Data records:
· · ·
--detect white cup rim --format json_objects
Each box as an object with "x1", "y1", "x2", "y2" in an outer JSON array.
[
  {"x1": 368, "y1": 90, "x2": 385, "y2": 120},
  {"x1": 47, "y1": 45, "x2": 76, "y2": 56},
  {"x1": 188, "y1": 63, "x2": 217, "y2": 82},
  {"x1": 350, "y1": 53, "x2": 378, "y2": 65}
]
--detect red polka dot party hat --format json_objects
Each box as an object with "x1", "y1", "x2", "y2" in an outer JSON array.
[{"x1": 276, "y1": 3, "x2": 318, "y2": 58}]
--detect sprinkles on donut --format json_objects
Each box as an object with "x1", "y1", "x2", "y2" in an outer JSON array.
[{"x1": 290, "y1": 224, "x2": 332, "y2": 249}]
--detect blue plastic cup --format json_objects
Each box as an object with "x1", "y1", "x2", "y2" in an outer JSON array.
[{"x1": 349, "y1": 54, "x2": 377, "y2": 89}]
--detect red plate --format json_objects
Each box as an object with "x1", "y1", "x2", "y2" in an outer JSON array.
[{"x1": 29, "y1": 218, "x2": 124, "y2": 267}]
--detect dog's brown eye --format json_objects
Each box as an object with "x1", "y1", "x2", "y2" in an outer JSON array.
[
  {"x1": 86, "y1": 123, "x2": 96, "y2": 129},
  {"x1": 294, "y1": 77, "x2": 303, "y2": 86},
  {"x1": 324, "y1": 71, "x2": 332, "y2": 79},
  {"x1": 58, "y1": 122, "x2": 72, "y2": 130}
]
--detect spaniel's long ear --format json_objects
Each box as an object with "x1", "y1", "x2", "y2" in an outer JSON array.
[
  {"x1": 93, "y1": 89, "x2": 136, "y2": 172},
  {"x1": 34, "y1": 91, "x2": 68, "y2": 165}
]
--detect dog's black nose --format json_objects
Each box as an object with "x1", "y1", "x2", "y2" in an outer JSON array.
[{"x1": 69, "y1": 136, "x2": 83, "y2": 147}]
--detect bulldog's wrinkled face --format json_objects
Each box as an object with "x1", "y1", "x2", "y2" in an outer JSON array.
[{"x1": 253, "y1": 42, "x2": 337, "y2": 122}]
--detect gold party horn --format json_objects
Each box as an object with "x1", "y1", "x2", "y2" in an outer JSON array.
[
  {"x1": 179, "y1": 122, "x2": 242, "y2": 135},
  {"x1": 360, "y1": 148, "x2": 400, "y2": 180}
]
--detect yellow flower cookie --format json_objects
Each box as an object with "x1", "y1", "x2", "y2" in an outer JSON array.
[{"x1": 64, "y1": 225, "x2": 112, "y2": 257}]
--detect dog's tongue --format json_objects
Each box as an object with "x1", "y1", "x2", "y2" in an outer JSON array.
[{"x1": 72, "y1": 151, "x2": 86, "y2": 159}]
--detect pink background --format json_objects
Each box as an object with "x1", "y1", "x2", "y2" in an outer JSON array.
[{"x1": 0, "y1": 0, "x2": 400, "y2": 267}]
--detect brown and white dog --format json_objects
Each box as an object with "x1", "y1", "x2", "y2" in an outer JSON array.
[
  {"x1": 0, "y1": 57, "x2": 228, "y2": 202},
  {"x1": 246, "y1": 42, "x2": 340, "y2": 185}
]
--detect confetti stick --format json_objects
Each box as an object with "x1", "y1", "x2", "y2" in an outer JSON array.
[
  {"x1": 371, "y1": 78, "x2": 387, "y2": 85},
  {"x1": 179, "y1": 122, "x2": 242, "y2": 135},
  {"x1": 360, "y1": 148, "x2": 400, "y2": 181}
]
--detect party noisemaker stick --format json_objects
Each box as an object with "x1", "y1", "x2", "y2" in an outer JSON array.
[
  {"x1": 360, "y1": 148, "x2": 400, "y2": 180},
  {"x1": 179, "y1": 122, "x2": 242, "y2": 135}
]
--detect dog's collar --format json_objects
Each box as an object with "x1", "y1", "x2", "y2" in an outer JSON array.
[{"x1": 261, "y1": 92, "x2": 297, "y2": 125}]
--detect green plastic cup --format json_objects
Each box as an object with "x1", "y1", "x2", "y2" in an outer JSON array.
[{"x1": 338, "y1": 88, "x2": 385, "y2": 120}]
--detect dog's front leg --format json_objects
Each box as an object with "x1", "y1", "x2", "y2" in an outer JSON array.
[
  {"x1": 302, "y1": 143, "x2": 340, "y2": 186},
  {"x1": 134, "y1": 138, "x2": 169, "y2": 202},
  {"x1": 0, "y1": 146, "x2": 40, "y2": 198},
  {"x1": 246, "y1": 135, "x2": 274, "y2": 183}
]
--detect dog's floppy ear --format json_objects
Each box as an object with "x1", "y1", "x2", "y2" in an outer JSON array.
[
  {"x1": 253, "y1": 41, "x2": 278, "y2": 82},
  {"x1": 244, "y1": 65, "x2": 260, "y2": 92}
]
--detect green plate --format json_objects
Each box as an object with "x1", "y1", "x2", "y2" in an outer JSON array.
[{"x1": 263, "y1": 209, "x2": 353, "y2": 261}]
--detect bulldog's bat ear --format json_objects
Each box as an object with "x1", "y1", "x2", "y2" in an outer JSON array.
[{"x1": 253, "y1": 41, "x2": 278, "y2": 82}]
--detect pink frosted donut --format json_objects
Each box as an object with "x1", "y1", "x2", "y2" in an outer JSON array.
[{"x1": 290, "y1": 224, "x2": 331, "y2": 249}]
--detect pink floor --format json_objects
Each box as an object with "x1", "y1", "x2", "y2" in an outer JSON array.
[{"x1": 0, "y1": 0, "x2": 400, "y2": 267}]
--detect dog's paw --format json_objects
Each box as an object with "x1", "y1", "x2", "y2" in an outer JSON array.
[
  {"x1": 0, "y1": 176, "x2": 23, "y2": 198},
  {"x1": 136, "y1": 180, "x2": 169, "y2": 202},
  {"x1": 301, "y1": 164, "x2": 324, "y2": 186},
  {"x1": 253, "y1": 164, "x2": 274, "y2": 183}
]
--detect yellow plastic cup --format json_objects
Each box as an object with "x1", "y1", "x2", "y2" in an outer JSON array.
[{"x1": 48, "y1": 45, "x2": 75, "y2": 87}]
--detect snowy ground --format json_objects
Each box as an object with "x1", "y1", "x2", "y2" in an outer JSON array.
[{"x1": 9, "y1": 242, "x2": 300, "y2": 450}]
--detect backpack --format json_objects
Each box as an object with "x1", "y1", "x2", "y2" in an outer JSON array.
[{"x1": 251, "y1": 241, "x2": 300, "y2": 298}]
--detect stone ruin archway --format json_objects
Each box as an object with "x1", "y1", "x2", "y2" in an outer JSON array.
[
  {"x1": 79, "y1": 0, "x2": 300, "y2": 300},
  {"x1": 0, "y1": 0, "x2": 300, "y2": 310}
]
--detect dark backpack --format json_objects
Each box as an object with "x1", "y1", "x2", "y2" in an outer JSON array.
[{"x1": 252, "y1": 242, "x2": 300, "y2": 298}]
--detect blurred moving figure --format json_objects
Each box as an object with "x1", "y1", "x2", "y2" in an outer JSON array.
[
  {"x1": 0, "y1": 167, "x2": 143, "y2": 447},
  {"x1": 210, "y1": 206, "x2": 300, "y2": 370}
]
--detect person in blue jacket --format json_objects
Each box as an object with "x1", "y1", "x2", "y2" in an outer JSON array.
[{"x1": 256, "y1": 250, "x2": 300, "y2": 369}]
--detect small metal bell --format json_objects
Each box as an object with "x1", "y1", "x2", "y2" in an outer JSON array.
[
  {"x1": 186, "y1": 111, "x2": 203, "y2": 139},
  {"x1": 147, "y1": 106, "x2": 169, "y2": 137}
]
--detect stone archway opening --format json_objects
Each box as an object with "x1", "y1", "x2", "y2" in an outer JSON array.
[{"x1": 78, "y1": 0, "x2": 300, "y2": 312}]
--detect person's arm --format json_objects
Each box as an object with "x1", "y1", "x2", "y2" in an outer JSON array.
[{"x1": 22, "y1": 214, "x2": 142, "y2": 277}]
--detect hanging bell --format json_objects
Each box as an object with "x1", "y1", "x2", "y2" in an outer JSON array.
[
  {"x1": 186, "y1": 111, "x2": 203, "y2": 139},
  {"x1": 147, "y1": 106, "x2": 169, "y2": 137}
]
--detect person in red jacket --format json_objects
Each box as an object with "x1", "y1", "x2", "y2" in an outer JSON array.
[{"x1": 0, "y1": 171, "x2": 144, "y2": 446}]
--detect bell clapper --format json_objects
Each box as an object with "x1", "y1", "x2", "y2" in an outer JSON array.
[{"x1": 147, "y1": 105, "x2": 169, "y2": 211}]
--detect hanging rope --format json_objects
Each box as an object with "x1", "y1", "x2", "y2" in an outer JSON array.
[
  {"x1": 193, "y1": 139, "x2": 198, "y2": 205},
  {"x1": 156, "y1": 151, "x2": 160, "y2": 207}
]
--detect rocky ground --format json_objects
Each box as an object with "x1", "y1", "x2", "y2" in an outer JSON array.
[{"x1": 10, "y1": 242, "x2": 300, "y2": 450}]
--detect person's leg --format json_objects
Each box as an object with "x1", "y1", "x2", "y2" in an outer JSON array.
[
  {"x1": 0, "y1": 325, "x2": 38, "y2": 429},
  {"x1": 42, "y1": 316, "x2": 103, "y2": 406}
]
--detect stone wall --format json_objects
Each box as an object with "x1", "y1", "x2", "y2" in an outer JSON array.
· · ·
--- WORK TO BE COMPLETED ---
Update the material starting at the line containing "--detect hanging rope --format json_objects" and ending at the last line of the material, replacing "outer" with "top-level" and leaving everything else unchanged.

--- RESULT FOR THIS EXERCISE ---
--detect hanging rope --format json_objects
Each box as an object with "x1", "y1", "x2", "y2" in an top-level JSON array.
[
  {"x1": 193, "y1": 139, "x2": 198, "y2": 205},
  {"x1": 156, "y1": 151, "x2": 160, "y2": 207}
]
--detect rocky ground --format json_objects
Each box as an object with "x1", "y1", "x2", "y2" in an top-level JSON array.
[{"x1": 10, "y1": 242, "x2": 300, "y2": 450}]
--detect person's leg --format json_objects
Each box as an object with "x1", "y1", "x2", "y2" in an top-level JSON array.
[
  {"x1": 0, "y1": 325, "x2": 38, "y2": 429},
  {"x1": 42, "y1": 316, "x2": 103, "y2": 406}
]
--detect stone wall --format json_objects
Each box as an object with "x1", "y1", "x2", "y2" in an top-level JSON array.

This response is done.